* **The exercise**
Only the lines from the one containing "Category: goal post" through the final line of the material below should be output, exactly as they stand.

[start Material shown]

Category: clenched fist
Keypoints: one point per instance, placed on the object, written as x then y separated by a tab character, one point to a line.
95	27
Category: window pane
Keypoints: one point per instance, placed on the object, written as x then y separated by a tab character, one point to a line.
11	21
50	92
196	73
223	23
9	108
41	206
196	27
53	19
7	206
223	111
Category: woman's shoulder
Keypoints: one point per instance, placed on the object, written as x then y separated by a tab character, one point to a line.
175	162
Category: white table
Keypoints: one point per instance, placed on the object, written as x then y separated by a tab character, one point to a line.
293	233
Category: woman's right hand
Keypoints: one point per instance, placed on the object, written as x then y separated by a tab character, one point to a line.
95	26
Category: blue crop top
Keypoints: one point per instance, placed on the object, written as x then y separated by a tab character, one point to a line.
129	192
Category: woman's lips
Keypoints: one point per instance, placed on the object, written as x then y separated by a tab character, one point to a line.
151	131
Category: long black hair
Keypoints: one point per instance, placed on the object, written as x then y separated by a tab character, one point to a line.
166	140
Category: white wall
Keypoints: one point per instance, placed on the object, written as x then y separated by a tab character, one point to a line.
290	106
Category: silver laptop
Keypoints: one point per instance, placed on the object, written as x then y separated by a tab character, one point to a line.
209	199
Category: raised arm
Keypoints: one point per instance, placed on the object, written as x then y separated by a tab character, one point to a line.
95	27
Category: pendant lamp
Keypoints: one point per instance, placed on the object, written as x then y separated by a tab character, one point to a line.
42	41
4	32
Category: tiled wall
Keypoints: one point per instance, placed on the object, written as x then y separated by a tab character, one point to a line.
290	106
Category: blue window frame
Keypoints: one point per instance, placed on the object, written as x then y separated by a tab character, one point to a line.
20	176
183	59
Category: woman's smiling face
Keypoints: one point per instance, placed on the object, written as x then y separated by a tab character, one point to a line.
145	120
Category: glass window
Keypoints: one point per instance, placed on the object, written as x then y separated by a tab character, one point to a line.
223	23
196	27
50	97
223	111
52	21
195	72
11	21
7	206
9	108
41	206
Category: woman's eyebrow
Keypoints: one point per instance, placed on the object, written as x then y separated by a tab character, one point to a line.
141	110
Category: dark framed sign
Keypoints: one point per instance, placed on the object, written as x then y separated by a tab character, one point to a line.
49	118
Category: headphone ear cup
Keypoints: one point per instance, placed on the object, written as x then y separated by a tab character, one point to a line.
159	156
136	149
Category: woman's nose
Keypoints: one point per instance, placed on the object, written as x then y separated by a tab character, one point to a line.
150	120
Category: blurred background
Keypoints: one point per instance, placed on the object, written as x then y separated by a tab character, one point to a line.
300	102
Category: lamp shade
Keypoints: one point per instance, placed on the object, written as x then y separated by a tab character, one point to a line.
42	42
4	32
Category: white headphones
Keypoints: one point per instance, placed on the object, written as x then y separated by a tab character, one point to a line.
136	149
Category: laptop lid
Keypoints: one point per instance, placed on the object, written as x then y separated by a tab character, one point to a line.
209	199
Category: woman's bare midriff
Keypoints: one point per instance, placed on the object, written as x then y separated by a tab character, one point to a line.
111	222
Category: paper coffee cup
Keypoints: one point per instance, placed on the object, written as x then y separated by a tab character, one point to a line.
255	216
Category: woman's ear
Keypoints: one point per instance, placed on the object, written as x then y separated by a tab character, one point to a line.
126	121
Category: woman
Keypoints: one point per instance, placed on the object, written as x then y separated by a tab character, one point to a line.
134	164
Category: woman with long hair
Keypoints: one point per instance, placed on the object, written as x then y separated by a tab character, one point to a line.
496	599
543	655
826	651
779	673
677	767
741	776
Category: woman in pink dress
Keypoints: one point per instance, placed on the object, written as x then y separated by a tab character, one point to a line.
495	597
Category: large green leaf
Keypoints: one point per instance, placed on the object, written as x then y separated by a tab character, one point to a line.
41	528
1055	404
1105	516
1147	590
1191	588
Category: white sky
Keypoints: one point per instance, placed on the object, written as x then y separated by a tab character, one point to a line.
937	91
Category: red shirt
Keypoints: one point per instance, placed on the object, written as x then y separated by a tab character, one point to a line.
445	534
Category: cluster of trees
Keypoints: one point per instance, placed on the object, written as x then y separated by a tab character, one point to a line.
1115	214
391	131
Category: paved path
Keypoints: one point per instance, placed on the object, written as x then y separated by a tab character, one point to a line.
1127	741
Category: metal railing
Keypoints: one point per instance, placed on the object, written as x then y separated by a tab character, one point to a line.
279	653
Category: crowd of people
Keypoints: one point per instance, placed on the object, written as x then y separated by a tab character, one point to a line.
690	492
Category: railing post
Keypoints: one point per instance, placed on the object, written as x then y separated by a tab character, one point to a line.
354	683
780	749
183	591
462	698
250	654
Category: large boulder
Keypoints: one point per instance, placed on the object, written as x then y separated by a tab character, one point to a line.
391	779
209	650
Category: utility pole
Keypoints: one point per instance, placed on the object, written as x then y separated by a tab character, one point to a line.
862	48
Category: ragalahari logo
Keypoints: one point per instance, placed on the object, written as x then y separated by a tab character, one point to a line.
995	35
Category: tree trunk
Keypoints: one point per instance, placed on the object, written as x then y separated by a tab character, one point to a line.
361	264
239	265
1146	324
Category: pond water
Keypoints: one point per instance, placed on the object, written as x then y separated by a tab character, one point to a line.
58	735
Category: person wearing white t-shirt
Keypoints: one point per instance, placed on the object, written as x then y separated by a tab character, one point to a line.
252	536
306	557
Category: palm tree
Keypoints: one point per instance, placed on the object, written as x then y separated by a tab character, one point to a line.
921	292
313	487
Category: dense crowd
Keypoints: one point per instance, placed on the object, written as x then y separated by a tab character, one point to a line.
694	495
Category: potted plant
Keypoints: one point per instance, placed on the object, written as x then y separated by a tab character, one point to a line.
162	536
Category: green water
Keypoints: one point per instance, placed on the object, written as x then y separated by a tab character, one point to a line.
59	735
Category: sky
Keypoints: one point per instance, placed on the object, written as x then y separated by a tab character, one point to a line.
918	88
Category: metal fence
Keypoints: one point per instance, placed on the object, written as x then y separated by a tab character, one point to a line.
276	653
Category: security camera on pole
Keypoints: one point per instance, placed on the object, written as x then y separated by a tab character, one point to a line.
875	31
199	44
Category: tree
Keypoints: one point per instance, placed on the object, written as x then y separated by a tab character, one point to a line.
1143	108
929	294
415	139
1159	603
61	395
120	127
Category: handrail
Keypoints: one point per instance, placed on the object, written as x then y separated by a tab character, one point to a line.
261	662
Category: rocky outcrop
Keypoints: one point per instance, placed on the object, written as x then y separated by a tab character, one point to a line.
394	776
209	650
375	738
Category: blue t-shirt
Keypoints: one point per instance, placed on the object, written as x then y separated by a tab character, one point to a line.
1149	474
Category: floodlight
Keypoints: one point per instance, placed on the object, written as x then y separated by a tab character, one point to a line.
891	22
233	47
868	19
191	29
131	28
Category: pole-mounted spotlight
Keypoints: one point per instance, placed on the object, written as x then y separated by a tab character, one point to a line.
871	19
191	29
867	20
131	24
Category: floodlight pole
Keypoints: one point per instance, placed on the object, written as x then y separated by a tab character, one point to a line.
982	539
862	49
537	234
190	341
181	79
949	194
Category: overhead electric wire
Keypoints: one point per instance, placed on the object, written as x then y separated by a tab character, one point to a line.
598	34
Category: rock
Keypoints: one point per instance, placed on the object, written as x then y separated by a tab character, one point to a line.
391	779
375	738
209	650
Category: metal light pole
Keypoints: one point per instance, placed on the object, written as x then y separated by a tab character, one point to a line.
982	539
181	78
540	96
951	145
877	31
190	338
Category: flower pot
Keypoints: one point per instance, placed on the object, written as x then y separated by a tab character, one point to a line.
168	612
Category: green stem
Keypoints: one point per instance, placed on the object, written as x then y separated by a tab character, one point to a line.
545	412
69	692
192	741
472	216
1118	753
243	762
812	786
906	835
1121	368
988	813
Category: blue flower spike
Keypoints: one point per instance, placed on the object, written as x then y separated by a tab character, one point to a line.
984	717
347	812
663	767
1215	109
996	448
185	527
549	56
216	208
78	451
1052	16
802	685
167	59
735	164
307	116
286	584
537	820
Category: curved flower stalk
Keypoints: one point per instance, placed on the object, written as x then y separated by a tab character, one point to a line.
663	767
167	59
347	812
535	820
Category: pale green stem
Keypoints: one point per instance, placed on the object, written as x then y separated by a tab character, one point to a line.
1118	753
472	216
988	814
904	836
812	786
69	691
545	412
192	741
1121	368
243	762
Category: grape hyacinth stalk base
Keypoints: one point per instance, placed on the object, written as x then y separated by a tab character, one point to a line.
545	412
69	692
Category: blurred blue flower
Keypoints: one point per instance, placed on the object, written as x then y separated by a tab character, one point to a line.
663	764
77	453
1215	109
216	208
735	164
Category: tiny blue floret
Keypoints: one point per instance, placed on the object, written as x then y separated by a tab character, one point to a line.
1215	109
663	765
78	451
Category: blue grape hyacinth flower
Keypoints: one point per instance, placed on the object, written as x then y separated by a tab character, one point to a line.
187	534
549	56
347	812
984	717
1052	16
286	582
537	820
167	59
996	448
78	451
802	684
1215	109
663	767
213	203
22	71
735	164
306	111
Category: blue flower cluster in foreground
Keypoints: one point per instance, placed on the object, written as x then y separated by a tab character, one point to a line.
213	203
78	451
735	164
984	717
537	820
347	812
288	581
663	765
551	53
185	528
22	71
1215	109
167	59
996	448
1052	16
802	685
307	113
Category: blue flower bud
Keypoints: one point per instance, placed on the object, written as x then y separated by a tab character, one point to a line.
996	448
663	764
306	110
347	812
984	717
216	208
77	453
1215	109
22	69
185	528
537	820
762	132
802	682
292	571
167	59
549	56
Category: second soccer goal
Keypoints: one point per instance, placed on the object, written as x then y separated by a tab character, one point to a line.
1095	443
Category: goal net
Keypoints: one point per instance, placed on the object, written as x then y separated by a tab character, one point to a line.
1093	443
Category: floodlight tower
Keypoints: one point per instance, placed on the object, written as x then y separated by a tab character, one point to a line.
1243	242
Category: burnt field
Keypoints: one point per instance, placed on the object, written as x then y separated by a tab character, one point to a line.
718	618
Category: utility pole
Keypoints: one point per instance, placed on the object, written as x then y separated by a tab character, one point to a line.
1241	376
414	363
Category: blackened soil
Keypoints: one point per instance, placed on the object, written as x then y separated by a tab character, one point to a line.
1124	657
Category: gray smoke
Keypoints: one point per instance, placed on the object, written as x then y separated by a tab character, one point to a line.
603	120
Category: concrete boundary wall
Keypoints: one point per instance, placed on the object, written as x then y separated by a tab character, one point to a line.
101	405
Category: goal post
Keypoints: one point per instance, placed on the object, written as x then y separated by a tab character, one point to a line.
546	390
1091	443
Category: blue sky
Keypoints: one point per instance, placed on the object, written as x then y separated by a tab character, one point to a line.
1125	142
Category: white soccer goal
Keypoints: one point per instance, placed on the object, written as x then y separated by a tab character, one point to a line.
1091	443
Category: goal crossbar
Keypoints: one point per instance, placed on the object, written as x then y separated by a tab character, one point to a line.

[end Material shown]

* **Output**
Category: goal post
Keypoints: one point per instance, placed on the object, written as x then y separated by a tab character, one point to a line.
546	390
1091	443
Category: blue sky
Keypoints: one point per instance, placed on the object, written as x then y separated by a tab character, one point to a line.
1125	142
Category: white soccer goal
Keypoints: one point per instance, placed on the object, written as x then y separated by a tab character, one point to a line.
1091	443
Category: goal crossbar
Keypoints: one point per instance, placed on the object, written as x then y separated by a tab character, one point to a line.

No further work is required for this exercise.